* Start Dataset excerpts *
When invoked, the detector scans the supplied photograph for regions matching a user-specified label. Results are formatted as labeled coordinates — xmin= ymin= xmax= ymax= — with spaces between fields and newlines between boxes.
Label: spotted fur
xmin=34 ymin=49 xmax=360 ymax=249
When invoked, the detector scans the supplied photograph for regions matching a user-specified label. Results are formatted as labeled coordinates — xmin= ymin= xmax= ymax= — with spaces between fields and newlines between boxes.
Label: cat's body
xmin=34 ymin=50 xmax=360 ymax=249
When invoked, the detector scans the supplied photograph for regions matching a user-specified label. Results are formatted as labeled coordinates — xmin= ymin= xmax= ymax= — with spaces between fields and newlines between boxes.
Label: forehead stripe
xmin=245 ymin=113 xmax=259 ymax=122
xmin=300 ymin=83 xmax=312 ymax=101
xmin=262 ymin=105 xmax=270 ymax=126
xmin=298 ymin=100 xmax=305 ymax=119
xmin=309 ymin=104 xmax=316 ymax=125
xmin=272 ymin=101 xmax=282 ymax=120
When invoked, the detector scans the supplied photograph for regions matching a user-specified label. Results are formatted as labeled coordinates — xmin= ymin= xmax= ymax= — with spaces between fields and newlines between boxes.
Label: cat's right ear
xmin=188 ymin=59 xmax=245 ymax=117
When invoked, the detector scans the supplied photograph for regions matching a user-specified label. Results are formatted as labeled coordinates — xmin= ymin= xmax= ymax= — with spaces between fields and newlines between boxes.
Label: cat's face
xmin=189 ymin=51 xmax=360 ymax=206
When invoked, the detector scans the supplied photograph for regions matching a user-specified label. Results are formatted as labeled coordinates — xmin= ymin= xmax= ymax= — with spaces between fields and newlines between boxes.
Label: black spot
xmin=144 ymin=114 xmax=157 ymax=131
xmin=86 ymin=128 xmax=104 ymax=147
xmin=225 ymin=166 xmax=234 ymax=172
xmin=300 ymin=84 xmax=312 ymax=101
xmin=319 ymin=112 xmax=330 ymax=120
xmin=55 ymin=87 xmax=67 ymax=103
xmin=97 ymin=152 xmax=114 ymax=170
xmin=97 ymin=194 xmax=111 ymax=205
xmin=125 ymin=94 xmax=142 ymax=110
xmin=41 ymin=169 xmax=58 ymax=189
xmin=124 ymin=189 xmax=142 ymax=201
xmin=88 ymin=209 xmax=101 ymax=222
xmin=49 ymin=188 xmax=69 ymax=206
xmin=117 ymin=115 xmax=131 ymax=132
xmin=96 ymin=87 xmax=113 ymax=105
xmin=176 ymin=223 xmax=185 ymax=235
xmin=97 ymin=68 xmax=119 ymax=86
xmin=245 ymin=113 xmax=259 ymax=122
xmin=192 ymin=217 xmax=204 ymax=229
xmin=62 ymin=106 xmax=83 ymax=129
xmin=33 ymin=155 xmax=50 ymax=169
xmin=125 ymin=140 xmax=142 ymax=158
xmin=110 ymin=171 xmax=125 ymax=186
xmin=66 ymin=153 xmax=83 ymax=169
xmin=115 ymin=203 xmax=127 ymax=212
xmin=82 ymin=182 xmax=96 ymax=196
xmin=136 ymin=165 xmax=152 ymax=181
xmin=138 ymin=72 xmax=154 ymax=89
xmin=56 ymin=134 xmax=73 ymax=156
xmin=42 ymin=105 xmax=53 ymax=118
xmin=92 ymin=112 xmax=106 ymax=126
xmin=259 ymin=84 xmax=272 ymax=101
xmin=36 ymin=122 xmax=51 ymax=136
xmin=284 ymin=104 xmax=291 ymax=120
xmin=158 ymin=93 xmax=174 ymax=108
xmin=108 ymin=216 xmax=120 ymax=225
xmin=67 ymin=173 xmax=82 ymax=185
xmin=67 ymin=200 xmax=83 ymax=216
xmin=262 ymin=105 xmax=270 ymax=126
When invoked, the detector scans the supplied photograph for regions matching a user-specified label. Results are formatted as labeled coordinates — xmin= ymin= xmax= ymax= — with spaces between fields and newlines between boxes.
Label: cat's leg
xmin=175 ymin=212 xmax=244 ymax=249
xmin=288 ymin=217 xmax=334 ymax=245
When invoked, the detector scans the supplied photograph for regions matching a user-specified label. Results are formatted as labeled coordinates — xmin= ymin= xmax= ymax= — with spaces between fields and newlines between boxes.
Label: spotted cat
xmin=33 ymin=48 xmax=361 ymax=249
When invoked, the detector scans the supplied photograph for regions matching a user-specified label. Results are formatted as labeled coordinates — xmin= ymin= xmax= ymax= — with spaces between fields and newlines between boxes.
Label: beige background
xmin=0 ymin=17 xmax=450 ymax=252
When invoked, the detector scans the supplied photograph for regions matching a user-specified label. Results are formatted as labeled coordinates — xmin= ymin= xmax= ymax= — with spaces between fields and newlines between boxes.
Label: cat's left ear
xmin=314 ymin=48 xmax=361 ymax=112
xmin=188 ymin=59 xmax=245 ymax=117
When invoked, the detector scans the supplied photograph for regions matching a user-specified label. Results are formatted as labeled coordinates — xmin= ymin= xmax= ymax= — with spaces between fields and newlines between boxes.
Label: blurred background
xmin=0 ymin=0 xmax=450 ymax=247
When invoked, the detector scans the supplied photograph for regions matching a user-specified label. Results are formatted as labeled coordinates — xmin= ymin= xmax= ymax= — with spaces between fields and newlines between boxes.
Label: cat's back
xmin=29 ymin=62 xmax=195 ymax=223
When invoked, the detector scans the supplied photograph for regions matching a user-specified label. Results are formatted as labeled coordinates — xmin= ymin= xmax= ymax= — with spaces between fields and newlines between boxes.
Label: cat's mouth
* End Dataset excerpts *
Rewrite the lines from the first one through the line containing "xmin=34 ymin=49 xmax=360 ymax=249", replacing "photograph" with "image" and leaving everything else unchanged.

When invoked, the detector scans the supplied image for regions matching a user-specified label. Results are formatted as labeled coordinates — xmin= ymin= xmax= ymax= — with spaces between fields and newlines between boxes.
Label: spotted fur
xmin=34 ymin=49 xmax=360 ymax=249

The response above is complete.